*** Text shown Section Begins ***

Showing posts with label Zoladdiction. Show all posts
Showing posts with label Zoladdiction. Show all posts

Sunday, May 1, 2022

Zoladdiction 2022: His Excellency Eugene Rougon



To his father he owed his massive, square shoulders and heavy features; from his mother, the fearsome Felicite Rougon, who ruled over Plassans, he had inherited his strength of will, a desire for supremacy that scorned petty concerns and petty pleasures. He was without question the greatest of the Rougons.

Not one but TWO epic fails this week: I did not finish my Zola novel in time for Fanda's April Zoladdiction reading event, and I did not finish my selection for Classics Spin #29. In fact, I didn't even start my Spin selection. For both fails, I blame Zola. Sorry, Zola, but this book dragged so badly that it's squarely tied on the bottom Nana, the only one of his novels that I truly disliked.

His Excellecy Eugene Rougon is the sixth novel in the Rougon-Maquart cycle, and it's fairly short at 333 pages so I thought I'd have no trouble reading it in a week. I've owned this book for a couple of years but had putting it off because it's a political novel, which is not my favorite genre. Sadly, I was correct to be hesitant because I could barely finish it.




Basically, it's the story of the fall and rise and fall and rise again of a politician, Eugene Rougon, who makes appearances in the first two books of the cycle, one of the original Rougons, the bourgeois, legitimate side of the family . The book begins when he has resigned his post in the ministry. As he's attempting to pack up or burn documents in his office, a parade of hangers-on traipse through his office. This is the circle of friends and frenemies and political allies who are most of the recurring characters in the story. Before he leaves office, many of them are still trying to get favors or score points.

*** Text shown Section Ends ***
*** Input data Section Begins ***

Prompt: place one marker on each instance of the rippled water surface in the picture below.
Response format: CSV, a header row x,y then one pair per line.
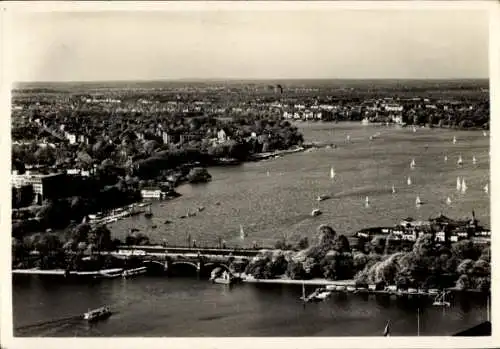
x,y
268,207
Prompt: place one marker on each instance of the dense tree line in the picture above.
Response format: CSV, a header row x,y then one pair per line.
x,y
426,265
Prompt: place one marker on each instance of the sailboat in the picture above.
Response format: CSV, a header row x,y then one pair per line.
x,y
242,233
148,213
387,329
418,202
440,301
464,186
332,173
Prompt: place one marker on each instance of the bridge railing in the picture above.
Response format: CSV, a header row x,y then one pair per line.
x,y
190,248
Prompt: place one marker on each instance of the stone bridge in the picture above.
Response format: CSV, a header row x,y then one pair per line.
x,y
173,259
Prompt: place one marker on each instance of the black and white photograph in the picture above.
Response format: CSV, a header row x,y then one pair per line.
x,y
249,171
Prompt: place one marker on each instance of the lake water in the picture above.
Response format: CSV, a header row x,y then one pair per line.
x,y
279,204
187,307
269,207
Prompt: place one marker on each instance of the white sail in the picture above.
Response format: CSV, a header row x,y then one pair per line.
x,y
412,164
332,173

*** Input data Section Ends ***

▸ Tasks
1. Translate this sentence from the blog post into French: "He was without question the greatest of the Rougons."
2. Rewrite the section of the blog post that begins at the words "Zoladdiction 2022: His" and stops after "of the Rougons.", with "strength of will" replaced by "force of will".
3. Answer these questions using the blog post:
(a) Where does His Excellency Eugene Rougon fall in the Rougon-Maquart cycle?
(b) How many pages long is the book?
(c) Which Zola novel is the only one the writer truly disliked?
The records are separate material with no connection to the blog post.

▸ Answers by item number
1. Il était sans conteste le plus grand des Rougon.

2.
Zoladdiction 2022: His Excellency Eugene Rougon



To his father he owed his massive, square shoulders and heavy features; from his mother, the fearsome Felicite Rougon, who ruled over Plassans, he had inherited his force of will, a desire for supremacy that scorned petty concerns and petty pleasures. He was without question the greatest of the Rougons.

3.
(a) It is the sixth novel in the cycle.
(b) It is 333 pages long.
(c) Nana.